--- START ---
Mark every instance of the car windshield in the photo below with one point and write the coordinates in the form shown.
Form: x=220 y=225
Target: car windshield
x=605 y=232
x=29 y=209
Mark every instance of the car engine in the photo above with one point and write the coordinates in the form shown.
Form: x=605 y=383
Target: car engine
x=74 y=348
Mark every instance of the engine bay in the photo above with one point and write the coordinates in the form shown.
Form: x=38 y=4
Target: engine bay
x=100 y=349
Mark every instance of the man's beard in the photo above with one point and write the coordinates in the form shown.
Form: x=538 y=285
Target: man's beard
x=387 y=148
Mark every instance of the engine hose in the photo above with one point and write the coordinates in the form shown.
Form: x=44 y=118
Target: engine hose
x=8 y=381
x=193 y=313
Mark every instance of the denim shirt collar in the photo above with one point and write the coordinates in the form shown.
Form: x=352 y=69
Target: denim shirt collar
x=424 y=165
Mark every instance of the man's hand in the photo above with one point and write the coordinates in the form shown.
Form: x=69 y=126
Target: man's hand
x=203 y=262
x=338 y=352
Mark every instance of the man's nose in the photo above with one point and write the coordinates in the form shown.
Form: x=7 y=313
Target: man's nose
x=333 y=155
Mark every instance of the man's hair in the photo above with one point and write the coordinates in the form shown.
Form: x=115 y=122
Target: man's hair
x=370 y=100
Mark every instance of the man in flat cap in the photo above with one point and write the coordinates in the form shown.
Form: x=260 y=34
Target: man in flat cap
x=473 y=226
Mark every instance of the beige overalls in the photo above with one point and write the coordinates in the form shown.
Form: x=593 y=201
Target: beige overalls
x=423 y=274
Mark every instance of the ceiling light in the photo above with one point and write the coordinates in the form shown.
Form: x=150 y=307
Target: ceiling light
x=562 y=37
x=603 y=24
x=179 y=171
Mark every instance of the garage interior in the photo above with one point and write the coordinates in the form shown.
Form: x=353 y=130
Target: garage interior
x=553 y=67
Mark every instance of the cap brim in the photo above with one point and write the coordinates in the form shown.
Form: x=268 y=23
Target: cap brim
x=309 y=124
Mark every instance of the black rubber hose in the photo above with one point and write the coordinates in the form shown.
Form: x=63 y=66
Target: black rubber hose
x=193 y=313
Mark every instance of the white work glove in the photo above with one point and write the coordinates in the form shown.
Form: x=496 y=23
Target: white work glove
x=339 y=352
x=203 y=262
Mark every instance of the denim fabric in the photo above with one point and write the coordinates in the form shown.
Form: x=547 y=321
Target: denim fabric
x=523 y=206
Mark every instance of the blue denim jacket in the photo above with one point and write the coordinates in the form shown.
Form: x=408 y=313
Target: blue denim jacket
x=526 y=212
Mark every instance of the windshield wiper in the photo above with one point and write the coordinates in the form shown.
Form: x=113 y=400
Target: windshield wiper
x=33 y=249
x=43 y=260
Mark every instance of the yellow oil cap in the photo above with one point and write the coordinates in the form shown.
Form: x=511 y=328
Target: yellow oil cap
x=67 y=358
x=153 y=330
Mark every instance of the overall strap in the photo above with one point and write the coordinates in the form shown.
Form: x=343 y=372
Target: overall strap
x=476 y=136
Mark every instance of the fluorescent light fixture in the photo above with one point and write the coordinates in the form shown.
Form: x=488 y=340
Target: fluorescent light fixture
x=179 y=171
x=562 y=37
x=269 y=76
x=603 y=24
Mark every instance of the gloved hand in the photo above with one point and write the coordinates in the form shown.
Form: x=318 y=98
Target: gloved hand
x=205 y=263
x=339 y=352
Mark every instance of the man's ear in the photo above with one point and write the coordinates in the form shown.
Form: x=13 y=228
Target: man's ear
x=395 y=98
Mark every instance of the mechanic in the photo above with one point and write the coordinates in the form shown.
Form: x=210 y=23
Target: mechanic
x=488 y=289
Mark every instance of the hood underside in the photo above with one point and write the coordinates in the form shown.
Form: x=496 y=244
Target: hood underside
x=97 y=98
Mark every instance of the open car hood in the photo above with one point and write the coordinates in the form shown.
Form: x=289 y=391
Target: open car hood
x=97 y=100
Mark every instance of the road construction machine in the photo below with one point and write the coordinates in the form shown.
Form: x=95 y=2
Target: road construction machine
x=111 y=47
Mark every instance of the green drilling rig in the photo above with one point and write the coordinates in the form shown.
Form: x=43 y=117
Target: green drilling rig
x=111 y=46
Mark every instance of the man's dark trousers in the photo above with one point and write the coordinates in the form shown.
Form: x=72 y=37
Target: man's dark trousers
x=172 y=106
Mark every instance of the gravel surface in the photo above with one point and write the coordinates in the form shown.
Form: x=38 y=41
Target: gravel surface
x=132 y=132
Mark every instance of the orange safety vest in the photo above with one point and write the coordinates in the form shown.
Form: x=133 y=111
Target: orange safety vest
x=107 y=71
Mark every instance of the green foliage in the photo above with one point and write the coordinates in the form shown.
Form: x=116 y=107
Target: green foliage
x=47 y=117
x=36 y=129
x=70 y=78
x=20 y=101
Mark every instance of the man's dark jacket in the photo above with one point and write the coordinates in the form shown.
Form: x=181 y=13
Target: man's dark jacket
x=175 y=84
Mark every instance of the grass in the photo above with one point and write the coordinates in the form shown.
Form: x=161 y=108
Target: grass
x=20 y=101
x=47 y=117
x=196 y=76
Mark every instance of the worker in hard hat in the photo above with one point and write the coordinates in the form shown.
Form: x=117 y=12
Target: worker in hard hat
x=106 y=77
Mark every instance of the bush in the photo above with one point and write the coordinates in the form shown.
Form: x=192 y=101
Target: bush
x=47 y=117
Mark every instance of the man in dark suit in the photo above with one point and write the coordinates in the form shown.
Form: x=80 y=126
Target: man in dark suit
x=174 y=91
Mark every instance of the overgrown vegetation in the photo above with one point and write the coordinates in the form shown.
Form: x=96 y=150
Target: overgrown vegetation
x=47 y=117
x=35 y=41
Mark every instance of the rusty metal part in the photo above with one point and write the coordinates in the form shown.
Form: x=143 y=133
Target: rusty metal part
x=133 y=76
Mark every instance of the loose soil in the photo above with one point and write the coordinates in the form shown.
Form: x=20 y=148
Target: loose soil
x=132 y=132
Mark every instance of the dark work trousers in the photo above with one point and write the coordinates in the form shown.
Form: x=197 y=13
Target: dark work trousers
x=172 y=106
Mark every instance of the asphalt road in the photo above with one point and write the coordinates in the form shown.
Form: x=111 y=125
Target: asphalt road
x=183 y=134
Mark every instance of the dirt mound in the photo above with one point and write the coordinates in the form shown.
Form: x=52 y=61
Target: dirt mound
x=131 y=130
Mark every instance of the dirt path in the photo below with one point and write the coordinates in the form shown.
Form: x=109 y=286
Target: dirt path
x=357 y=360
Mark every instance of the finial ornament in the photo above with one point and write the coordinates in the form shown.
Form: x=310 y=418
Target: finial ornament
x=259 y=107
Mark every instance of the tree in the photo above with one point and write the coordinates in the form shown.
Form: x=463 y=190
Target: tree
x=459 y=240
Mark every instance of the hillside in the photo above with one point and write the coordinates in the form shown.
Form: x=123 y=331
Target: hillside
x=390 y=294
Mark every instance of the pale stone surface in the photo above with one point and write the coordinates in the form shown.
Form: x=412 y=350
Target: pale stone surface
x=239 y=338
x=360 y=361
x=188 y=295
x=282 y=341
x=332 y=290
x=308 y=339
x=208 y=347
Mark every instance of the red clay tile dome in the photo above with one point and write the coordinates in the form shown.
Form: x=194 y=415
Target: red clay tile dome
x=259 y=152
--- END ---
Retype the records exactly.

Mark every instance of the car windshield in the photo below with one point and write the coordinates in the form shown.
Form: x=220 y=225
Target: car windshield
x=605 y=232
x=29 y=209
Mark every instance of the car engine in the photo above with one point and write the coordinates in the form shown.
Form: x=605 y=383
Target: car engine
x=74 y=348
Mark every instance of the engine bay in the photo above with one point and write the coordinates in the form shown.
Form: x=38 y=4
Target: engine bay
x=100 y=349
Mark every instance of the man's beard in the photo above with one point and write the coordinates in the form shown.
Form: x=538 y=285
Target: man's beard
x=387 y=148
Mark every instance of the engine hose in the photo above with one point and write the coordinates in the form shown.
Form: x=44 y=118
Target: engine hose
x=8 y=381
x=193 y=313
Mark every instance of the denim shirt collar in the photo above with one point and write the coordinates in the form shown.
Form: x=352 y=69
Target: denim shirt collar
x=424 y=165
Mark every instance of the man's hand in the photo above with one point and write the coordinates in the form shown.
Form: x=69 y=126
Target: man's hand
x=203 y=262
x=338 y=352
Mark every instance of the man's nose in the photo above with one point and write the coordinates in the form shown.
Form: x=7 y=313
Target: man's nose
x=333 y=155
Mark every instance of the man's hair in the photo above with one point and write the coordinates in the form shown.
Form: x=115 y=122
Target: man's hair
x=370 y=100
Mark every instance of the man in flat cap in the photo above with one point and write the coordinates in the form shown.
Form: x=260 y=34
Target: man in flat cap
x=473 y=226
Mark every instance of the beige overalls in the photo above with one point and write the coordinates in the form shown.
Form: x=593 y=201
Target: beige overalls
x=423 y=274
Mark every instance of the ceiling light in the photo above with one point and write the coordinates in the form shown.
Form: x=150 y=307
Target: ceiling light
x=562 y=37
x=603 y=24
x=179 y=171
Mark every instance of the garage interior in the photo above with one point and write the coordinates in the form shown.
Form: x=353 y=130
Target: garage interior
x=553 y=67
Mark every instance of the cap brim in the photo above with one point and write the coordinates in the form shown.
Form: x=268 y=23
Target: cap brim
x=309 y=124
Mark every instance of the black rubber hose in the photo above with one point and write the coordinates in the form shown.
Form: x=63 y=66
Target: black rubber hose
x=193 y=313
Mark every instance of the white work glove in the photo above with one point and write the coordinates in the form shown.
Form: x=496 y=23
Target: white work glove
x=339 y=352
x=203 y=262
Mark every instance of the denim fabric in the photo above with one point and write the coordinates in the form shown.
Form: x=547 y=321
Target: denim fabric
x=523 y=206
Mark every instance of the blue denim jacket in the photo above with one point and write the coordinates in the form shown.
Form: x=408 y=313
Target: blue denim jacket
x=526 y=212
Mark every instance of the windshield wiper in the photo above with one point and write the coordinates in the form shown.
Form: x=113 y=400
Target: windshield wiper
x=33 y=249
x=43 y=260
Mark every instance of the yellow oil cap in the photo above with one point and write the coordinates in the form shown.
Form: x=511 y=328
Target: yellow oil cap
x=67 y=358
x=153 y=330
Mark every instance of the overall strap in the photo above with one point and write the coordinates in the form shown.
Form: x=343 y=372
Target: overall strap
x=476 y=136
Mark every instance of the fluorescent light fixture in the photo above with one point and write the coordinates in the form shown.
Form: x=488 y=340
Target: fluorescent light fixture
x=179 y=171
x=562 y=37
x=269 y=76
x=603 y=24
Mark every instance of the gloved hand in the photo above with one point and write the coordinates in the form shown.
Form: x=318 y=98
Target: gloved hand
x=205 y=263
x=339 y=352
Mark every instance of the man's ear in the photo above with one point and write the coordinates in the form shown.
Form: x=13 y=228
Target: man's ear
x=395 y=98
Mark every instance of the mechanic in the photo above with one point and write the coordinates in the form shown.
Form: x=210 y=23
Target: mechanic
x=488 y=289
Mark every instance of the hood underside in the photo above with one point and write the coordinates in the form shown.
Form: x=496 y=244
Target: hood underside
x=97 y=98
Mark every instance of the open car hood in the photo above with one point and write the coordinates in the form shown.
Form: x=289 y=391
Target: open car hood
x=97 y=100
Mark every instance of the road construction machine in the photo below with one point and write the coordinates in the form shown.
Form: x=95 y=2
Target: road construction machine
x=111 y=47
Mark every instance of the green drilling rig in the photo above with one point and write the coordinates in the form shown.
Form: x=43 y=117
Target: green drilling rig
x=111 y=46
Mark every instance of the man's dark trousers in the photo above with one point and write the coordinates in the form shown.
Form: x=72 y=37
Target: man's dark trousers
x=172 y=106
Mark every instance of the gravel surface in the photo above with one point and write the coordinates in the form shown.
Form: x=38 y=41
Target: gravel surface
x=132 y=132
Mark every instance of the orange safety vest in the photo above with one point and write the coordinates in the form shown.
Form: x=133 y=111
Target: orange safety vest
x=107 y=71
Mark every instance of the green foliage in the photo above with one point and write the coordinates in the form shown.
Form: x=116 y=107
Target: green foliage
x=47 y=117
x=36 y=129
x=70 y=78
x=20 y=101
Mark every instance of the man's dark jacket in the photo above with one point and write the coordinates in the form shown.
Form: x=181 y=13
Target: man's dark jacket
x=175 y=84
Mark every instance of the grass in the photo above with one point and write the coordinates in the form shown.
Form: x=161 y=108
Target: grass
x=20 y=101
x=47 y=117
x=196 y=76
Mark every instance of the worker in hard hat in the photo above with one point and write the coordinates in the form shown.
Form: x=117 y=12
Target: worker in hard hat
x=106 y=77
Mark every instance of the bush in the photo above with one point and write the coordinates in the form shown.
Form: x=192 y=101
Target: bush
x=47 y=117
Mark every instance of the man in dark suit in the photo above with one point and write the coordinates in the form shown.
Form: x=80 y=126
Target: man in dark suit
x=174 y=91
Mark every instance of the overgrown vegetation in the photo above with one point and write the coordinates in the form shown.
Form: x=96 y=150
Target: overgrown vegetation
x=47 y=117
x=35 y=41
Mark every instance of the rusty metal part in the photo above with one point and write the coordinates in the form shown.
Form: x=143 y=133
Target: rusty metal part
x=133 y=76
Mark every instance of the loose soil in the photo above with one point and write the coordinates in the form shown.
Form: x=20 y=148
Target: loose soil
x=132 y=132
Mark every instance of the dark work trousers in the photo above with one point and write the coordinates in the form shown.
Form: x=197 y=13
Target: dark work trousers
x=172 y=106
Mark every instance of the asphalt road in the photo above with one point and write the coordinates in the form shown.
Form: x=111 y=125
Target: asphalt road
x=183 y=134
Mark every instance of the dirt mound in the photo above with one point and write the coordinates in the form shown.
Form: x=52 y=61
Target: dirt mound
x=131 y=130
Mark every instance of the dirt path in the photo below with one point and write the coordinates in the form shown.
Form: x=109 y=286
Target: dirt path
x=357 y=360
Mark every instance of the finial ornament in the photo above with one point and write the coordinates in the form shown.
Form: x=310 y=418
Target: finial ornament
x=259 y=107
Mark every instance of the tree in the photo above with one point and write the coordinates in the form shown.
Form: x=463 y=190
Target: tree
x=459 y=240
Mark every instance of the hillside in the photo above with one point and write the coordinates in the form shown.
Form: x=123 y=331
Target: hillside
x=390 y=294
Mark every instance of the pale stone surface in the photo above with one point and write the coordinates in the form shown.
Form: x=412 y=350
Target: pale stone surface
x=239 y=338
x=360 y=361
x=188 y=295
x=282 y=341
x=332 y=290
x=308 y=339
x=208 y=347
Mark every instance of the red clay tile dome in the photo above with one point and write the coordinates in the form shown.
Form: x=194 y=415
Target: red clay tile dome
x=259 y=152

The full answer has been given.